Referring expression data
======

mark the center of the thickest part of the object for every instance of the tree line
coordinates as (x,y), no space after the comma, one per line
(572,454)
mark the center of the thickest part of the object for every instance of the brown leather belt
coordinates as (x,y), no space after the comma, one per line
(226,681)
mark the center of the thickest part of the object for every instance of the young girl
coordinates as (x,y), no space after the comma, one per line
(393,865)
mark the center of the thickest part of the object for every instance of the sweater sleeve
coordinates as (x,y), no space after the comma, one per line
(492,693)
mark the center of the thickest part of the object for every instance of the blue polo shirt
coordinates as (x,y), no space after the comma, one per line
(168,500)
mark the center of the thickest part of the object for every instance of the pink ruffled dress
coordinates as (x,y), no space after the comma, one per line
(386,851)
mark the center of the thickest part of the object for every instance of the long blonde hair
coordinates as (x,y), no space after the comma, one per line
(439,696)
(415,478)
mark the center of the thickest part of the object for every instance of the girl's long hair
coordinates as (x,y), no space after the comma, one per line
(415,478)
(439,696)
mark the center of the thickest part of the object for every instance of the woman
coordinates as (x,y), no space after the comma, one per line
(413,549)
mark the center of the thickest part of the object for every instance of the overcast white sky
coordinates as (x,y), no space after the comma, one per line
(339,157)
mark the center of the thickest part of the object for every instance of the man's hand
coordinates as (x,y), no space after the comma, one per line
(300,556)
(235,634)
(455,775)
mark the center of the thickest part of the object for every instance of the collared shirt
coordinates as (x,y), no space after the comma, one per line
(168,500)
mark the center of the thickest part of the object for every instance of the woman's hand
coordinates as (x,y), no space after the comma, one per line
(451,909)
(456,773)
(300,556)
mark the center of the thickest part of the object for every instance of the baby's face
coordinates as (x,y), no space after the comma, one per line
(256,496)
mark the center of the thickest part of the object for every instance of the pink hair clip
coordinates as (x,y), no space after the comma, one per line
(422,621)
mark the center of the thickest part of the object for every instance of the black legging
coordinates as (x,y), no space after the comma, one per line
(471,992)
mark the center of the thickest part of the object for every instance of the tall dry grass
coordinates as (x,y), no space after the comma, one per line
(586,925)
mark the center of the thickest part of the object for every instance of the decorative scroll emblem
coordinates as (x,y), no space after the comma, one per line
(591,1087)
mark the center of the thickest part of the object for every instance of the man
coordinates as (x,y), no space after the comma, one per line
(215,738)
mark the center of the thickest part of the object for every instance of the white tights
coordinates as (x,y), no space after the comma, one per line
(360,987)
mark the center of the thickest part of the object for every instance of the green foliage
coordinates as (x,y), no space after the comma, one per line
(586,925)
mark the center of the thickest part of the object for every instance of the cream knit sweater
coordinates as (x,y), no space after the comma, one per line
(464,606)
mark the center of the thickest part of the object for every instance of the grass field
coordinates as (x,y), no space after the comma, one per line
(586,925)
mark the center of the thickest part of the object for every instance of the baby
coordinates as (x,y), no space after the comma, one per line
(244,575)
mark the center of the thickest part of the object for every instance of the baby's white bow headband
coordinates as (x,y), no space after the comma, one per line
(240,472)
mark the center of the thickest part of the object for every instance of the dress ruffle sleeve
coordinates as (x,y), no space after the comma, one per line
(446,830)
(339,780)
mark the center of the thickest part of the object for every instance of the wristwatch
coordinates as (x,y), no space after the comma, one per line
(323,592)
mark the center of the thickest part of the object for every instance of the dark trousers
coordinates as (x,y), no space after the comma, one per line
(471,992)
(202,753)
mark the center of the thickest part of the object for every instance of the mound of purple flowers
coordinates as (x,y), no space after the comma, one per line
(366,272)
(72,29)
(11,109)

======

#### What is being asked
Return, exactly as written, only those lines that run from the one with "dress ruffle sleeve" to the last line of the data, both of those lines included.

#### Result of the task
mark the center of the thickest part of the object for every instance of the dress ruffle sleeve
coordinates as (x,y), no space after the comma, one per line
(446,830)
(339,780)
mark the center of the thickest part of the object for every instance of the wristwatch
coordinates as (x,y), no space after the comma, one per line
(323,592)
mark the center of the thickest part of the object for every instance of the dark trousers
coordinates as (x,y), no space after the comma, one per line
(471,992)
(202,753)
mark the center of the thickest part of the object for every instance of the mound of purple flowers
coordinates as (x,y), no space after the comma, one per line
(366,272)
(72,29)
(11,109)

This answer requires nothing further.